[Recorded data — start]
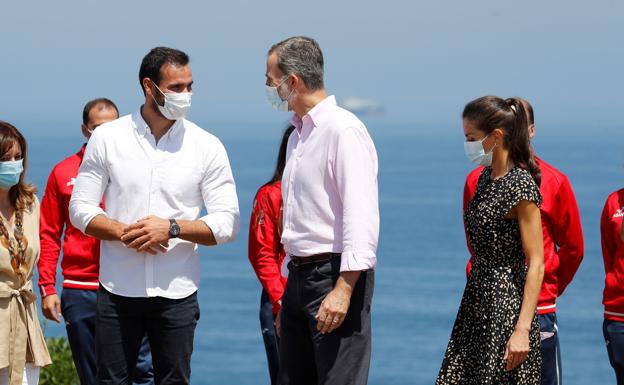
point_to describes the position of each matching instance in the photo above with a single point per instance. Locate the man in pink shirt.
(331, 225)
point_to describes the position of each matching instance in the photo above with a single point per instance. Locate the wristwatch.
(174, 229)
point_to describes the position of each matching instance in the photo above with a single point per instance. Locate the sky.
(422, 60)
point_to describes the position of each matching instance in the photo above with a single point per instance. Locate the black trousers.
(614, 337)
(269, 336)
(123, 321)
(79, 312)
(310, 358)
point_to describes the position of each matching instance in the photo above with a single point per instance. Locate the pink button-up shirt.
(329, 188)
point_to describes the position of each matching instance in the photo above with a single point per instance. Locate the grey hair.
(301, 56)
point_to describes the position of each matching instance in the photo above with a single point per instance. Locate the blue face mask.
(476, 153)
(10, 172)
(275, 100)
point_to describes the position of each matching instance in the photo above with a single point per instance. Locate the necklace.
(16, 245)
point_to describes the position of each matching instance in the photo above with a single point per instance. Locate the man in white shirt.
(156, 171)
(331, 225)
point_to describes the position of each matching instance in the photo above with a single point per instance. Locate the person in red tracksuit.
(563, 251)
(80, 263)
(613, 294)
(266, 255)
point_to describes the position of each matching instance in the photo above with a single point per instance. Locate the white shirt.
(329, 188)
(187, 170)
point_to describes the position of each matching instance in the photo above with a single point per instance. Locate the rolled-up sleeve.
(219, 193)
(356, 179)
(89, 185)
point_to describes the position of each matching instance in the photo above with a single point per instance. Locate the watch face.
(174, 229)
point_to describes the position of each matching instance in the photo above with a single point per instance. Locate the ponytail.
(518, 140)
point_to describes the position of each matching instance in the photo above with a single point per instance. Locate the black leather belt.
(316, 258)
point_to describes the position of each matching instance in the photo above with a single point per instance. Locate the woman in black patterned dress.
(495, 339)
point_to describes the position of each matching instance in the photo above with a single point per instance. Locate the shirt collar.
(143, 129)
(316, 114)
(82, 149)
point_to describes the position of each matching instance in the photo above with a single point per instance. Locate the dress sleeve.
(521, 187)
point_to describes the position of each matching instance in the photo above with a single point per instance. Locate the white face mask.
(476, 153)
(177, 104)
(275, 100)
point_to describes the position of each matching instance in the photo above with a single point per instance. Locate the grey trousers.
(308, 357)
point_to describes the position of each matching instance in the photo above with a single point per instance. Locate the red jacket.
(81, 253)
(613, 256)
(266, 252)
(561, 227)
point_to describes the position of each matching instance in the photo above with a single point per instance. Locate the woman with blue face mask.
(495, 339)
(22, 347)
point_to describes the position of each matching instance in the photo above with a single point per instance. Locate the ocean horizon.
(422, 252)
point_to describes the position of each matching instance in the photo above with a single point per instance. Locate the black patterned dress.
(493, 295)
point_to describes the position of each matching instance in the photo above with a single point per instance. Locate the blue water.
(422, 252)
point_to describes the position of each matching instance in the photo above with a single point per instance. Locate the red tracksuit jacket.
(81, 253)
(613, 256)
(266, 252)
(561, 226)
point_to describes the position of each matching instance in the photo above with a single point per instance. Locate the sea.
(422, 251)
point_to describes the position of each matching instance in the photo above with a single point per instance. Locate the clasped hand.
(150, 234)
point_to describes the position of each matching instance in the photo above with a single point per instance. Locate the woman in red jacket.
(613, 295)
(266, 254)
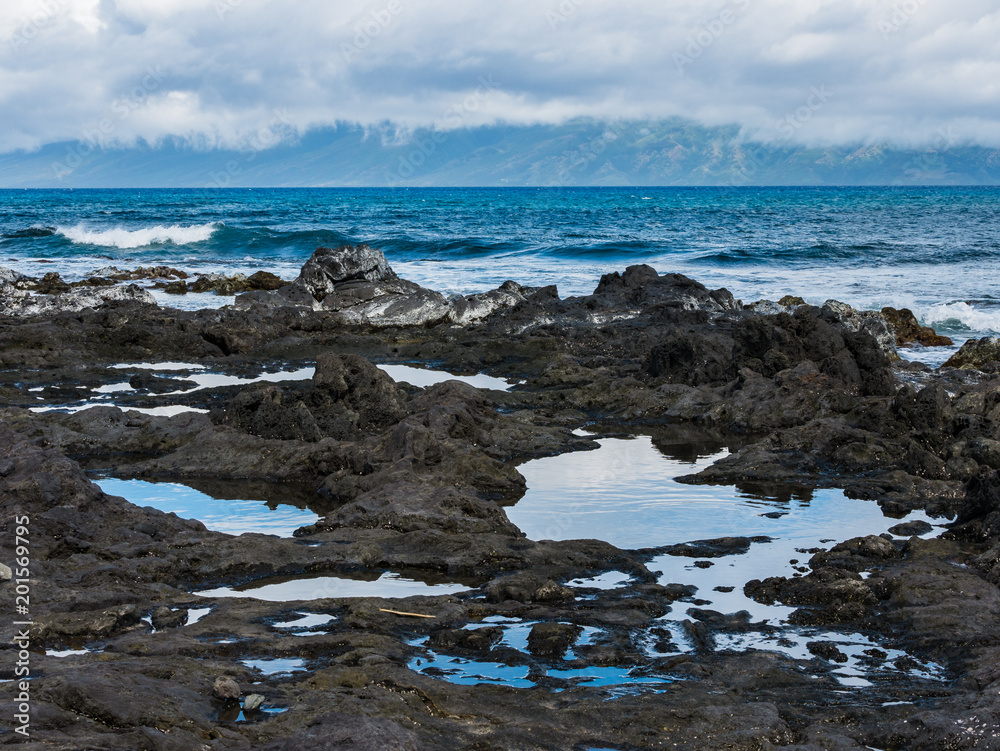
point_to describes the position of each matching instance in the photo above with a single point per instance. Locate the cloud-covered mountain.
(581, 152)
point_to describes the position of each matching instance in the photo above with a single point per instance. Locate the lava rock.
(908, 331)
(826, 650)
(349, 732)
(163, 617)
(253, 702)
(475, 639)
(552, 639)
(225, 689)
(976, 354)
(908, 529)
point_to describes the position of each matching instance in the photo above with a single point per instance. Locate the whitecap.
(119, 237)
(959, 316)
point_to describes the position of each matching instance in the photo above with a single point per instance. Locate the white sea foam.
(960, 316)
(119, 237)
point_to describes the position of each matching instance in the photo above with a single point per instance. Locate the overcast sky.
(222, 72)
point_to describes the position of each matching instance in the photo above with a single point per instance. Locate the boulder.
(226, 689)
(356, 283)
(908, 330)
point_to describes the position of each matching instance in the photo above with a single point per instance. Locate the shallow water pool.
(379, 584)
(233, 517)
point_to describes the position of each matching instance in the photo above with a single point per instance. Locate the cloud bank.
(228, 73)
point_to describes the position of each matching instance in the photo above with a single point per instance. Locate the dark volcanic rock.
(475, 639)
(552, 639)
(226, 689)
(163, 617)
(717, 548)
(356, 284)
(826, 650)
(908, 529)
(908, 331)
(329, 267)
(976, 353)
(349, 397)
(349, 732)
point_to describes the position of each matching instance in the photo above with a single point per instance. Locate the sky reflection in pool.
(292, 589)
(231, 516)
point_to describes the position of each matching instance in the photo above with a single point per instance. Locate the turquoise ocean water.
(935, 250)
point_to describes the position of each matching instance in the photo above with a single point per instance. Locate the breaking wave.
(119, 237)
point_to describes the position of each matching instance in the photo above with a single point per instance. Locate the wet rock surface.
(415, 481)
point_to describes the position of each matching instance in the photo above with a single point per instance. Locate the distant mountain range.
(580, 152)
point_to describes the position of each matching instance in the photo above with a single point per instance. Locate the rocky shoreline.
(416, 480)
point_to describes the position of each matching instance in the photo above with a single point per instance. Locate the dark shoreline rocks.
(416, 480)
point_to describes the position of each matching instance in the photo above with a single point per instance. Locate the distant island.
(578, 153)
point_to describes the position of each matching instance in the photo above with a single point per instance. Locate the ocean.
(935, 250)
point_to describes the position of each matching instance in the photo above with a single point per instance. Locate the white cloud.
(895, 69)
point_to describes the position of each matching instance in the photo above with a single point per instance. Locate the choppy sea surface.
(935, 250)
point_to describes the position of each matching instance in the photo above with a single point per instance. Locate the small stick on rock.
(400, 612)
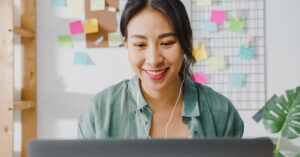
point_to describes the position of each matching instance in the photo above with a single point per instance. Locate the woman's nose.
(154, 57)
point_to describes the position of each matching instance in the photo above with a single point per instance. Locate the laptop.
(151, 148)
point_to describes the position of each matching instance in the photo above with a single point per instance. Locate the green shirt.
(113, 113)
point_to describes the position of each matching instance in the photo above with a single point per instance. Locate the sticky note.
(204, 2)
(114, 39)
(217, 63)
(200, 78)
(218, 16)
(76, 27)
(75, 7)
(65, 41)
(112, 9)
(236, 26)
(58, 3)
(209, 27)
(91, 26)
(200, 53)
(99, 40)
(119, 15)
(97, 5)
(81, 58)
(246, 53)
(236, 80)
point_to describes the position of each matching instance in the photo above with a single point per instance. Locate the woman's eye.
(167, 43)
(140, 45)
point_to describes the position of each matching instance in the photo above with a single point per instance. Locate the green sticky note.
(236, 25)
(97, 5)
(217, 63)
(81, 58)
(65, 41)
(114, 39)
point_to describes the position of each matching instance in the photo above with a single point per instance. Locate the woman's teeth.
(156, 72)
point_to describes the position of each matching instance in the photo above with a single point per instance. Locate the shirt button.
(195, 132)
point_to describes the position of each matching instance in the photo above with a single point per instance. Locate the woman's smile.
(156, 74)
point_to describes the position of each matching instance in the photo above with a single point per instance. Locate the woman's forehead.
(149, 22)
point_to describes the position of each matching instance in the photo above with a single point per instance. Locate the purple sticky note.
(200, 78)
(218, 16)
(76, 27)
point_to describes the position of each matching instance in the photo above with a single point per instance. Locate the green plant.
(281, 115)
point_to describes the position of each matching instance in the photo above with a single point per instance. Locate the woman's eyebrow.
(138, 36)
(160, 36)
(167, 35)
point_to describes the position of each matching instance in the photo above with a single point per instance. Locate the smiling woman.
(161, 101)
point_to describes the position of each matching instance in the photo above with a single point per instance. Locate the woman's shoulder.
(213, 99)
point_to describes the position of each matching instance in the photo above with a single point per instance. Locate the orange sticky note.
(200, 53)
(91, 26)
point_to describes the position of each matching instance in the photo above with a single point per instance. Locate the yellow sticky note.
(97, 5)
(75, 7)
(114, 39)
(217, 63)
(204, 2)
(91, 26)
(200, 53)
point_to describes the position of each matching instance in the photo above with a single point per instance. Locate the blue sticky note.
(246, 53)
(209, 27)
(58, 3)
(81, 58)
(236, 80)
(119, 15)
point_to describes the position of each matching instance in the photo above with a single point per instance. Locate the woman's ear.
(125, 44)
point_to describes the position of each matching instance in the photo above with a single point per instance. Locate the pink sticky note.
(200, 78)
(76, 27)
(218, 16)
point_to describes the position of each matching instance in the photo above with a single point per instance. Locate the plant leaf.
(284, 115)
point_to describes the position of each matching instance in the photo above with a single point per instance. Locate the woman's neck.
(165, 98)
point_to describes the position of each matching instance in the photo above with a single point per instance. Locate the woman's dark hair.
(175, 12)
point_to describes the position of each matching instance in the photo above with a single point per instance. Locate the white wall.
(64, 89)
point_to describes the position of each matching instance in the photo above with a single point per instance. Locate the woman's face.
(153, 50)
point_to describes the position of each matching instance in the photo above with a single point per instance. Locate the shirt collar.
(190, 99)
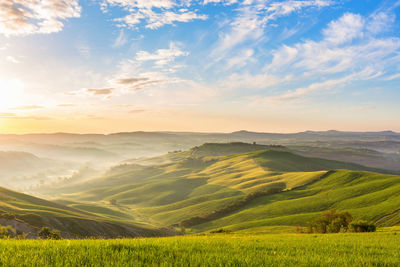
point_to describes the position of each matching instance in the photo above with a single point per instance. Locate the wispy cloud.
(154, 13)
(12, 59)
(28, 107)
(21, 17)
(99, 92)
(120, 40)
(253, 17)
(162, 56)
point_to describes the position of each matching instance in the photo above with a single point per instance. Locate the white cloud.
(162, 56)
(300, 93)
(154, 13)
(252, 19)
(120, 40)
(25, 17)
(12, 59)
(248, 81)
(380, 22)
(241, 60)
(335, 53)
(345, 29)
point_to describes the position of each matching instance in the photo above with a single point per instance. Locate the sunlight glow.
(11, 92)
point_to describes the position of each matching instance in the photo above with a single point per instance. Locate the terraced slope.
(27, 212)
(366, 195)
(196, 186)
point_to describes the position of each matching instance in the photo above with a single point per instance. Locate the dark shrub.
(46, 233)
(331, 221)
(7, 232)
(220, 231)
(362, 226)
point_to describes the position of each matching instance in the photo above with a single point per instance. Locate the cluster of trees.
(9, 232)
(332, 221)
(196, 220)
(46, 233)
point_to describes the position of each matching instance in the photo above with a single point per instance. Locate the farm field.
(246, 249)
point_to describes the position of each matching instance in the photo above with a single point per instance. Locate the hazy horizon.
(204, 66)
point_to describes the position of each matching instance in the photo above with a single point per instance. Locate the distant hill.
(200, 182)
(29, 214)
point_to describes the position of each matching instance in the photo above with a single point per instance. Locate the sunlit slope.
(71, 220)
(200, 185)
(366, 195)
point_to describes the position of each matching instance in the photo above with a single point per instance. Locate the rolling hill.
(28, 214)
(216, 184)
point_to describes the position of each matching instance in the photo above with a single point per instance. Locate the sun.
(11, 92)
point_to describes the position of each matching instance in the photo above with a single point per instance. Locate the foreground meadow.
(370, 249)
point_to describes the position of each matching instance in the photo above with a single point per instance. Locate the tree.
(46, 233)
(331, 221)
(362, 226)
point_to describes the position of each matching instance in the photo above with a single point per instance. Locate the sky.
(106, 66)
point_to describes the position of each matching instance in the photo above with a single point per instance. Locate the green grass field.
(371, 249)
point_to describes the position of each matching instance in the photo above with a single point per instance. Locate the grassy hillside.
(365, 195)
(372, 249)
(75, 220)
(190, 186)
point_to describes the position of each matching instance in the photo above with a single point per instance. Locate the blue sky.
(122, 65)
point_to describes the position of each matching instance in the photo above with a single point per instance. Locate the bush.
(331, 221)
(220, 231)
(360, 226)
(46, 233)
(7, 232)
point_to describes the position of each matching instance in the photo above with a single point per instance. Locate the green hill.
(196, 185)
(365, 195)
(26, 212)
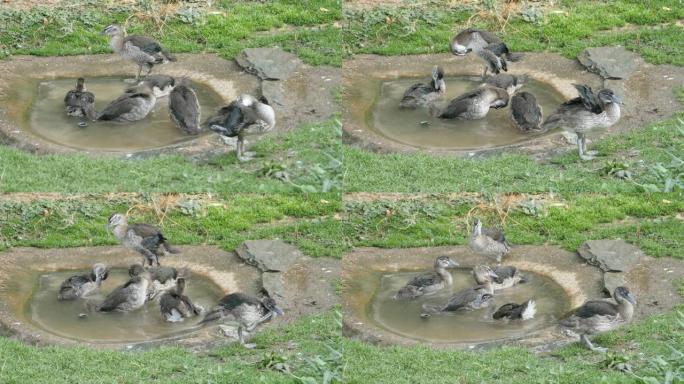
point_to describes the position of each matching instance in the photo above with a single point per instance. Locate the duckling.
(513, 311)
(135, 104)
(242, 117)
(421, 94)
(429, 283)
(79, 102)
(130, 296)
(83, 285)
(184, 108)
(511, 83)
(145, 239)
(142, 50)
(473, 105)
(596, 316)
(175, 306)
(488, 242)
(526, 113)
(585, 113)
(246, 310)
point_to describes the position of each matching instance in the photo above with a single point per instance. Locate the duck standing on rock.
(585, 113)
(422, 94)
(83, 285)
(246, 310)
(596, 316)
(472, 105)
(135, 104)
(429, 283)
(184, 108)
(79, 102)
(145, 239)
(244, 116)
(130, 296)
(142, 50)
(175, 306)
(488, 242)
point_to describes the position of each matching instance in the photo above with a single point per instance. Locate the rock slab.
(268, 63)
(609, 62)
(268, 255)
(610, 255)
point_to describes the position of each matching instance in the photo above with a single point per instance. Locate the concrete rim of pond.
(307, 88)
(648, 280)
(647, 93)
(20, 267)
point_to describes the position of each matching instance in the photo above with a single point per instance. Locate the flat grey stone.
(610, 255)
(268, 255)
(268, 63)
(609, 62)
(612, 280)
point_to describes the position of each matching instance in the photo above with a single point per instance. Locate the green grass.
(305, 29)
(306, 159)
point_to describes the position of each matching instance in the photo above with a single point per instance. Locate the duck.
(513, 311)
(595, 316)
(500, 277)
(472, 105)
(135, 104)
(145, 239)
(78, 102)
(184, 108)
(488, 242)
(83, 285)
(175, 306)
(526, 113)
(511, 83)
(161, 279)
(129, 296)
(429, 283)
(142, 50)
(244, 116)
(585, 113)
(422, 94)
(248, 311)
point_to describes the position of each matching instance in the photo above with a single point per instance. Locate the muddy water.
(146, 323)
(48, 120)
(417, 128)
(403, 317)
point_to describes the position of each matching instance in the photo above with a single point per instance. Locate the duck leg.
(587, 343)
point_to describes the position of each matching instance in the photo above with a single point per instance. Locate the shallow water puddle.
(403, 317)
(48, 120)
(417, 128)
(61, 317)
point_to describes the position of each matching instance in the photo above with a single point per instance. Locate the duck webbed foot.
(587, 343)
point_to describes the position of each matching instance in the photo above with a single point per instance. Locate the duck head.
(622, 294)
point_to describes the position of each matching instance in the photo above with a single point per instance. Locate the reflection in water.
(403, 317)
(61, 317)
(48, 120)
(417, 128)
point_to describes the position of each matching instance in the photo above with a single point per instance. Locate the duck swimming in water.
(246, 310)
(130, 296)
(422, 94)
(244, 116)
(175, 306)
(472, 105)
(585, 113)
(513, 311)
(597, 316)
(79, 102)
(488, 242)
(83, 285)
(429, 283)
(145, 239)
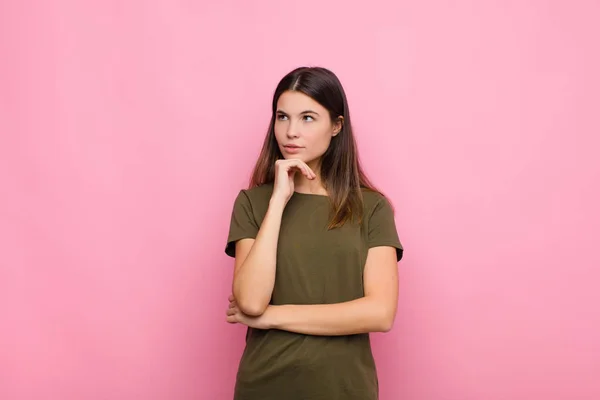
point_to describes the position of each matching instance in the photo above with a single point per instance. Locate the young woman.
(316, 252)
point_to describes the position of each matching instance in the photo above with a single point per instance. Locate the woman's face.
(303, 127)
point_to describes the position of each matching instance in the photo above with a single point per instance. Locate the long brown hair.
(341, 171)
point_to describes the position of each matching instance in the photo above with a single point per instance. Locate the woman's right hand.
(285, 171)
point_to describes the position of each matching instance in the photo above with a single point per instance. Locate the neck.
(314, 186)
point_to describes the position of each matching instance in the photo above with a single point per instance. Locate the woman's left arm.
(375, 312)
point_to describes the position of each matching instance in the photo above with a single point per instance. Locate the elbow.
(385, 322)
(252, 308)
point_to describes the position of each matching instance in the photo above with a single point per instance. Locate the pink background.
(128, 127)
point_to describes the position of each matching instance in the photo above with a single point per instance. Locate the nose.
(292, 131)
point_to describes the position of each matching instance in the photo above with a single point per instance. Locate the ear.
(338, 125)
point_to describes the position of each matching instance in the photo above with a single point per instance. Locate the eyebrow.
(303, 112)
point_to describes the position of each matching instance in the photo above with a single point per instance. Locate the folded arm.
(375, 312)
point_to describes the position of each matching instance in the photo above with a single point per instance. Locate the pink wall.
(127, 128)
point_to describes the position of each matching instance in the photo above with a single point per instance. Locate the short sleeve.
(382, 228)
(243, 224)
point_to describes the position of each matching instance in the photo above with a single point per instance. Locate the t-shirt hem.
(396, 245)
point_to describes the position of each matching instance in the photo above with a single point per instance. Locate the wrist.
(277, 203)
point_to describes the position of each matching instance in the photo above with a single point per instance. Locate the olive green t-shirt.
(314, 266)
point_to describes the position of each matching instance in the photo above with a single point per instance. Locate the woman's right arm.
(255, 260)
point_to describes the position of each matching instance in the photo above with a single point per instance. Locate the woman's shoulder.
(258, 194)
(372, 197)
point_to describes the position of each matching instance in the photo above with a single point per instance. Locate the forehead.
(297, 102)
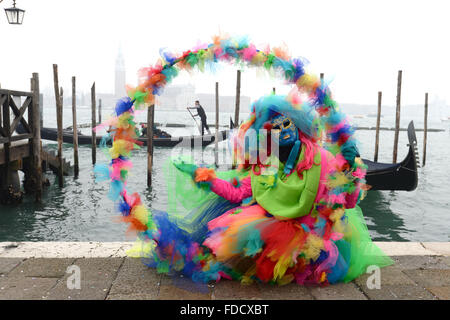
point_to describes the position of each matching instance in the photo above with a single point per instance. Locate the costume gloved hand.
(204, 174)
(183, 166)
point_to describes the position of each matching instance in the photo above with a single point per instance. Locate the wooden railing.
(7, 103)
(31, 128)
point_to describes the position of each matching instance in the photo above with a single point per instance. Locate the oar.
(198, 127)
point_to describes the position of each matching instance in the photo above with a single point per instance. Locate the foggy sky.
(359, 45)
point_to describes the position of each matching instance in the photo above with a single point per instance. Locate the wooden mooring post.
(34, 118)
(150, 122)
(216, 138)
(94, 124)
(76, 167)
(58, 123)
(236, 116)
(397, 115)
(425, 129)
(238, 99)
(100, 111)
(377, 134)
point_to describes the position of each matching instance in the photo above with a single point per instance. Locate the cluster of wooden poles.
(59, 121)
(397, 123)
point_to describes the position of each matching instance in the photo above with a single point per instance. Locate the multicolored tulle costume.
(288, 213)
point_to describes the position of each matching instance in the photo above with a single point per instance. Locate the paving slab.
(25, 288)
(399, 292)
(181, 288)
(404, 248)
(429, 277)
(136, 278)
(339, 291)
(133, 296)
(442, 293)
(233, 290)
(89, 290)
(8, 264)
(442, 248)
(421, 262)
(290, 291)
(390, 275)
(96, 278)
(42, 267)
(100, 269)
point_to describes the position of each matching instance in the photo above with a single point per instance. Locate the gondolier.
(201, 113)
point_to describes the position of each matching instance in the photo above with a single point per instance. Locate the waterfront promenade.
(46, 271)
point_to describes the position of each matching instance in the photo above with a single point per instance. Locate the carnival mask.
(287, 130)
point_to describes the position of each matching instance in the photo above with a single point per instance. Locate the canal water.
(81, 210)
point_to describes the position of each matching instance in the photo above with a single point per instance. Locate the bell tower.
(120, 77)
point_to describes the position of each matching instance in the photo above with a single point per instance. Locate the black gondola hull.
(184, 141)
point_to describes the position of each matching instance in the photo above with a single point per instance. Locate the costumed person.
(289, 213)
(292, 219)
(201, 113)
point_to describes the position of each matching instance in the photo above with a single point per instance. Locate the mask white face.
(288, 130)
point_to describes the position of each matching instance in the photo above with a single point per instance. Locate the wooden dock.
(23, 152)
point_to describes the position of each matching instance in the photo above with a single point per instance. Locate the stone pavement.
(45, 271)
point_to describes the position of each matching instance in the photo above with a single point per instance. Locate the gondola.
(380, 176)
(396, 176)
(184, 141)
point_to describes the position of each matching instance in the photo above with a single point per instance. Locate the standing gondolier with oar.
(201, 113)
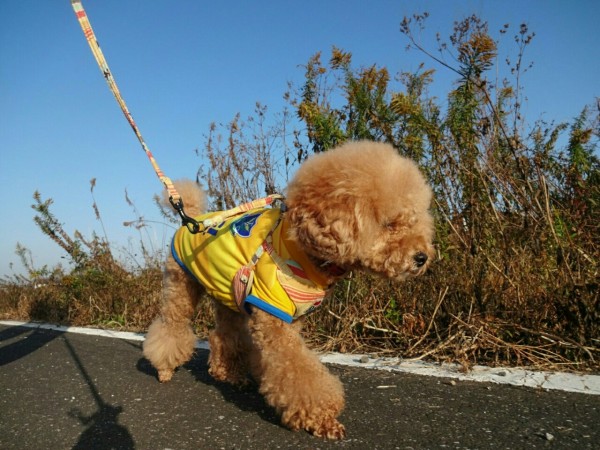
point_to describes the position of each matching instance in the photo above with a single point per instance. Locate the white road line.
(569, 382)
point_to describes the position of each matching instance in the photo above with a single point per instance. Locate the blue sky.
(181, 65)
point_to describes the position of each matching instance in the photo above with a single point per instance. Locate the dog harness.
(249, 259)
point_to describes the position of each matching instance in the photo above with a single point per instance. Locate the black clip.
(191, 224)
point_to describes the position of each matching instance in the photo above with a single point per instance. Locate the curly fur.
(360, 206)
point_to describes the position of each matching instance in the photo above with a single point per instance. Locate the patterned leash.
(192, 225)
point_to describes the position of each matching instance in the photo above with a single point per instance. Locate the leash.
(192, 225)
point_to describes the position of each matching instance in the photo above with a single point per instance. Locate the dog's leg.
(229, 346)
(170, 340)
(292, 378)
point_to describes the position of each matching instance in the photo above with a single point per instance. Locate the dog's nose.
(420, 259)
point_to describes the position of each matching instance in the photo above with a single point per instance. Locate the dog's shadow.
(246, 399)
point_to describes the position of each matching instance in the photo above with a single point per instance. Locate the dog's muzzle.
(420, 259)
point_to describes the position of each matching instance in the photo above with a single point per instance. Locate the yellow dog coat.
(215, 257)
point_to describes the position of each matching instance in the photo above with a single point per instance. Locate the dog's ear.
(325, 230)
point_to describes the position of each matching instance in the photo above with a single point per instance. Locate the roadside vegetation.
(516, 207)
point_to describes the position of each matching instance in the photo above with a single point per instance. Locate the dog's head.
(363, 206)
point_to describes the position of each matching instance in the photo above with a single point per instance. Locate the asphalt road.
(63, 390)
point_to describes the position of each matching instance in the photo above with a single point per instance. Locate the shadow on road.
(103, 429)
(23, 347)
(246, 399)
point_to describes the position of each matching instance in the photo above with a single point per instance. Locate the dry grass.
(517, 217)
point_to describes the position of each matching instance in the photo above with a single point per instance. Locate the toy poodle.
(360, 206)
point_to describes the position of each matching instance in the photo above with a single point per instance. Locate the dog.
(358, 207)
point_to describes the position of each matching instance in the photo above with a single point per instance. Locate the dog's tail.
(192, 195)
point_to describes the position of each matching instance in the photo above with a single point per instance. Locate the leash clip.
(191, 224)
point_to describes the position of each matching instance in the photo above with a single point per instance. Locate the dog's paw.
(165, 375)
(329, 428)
[Recorded data — finish]
**What you need to do**
Write out an exact transcription of the line with "the dog's paw." and of each line after it; stop at the end of the records.

**Task output**
point_to describes the position of each matching instance in the photo above with a single point per instance. Locate the dog's paw.
(165, 375)
(329, 428)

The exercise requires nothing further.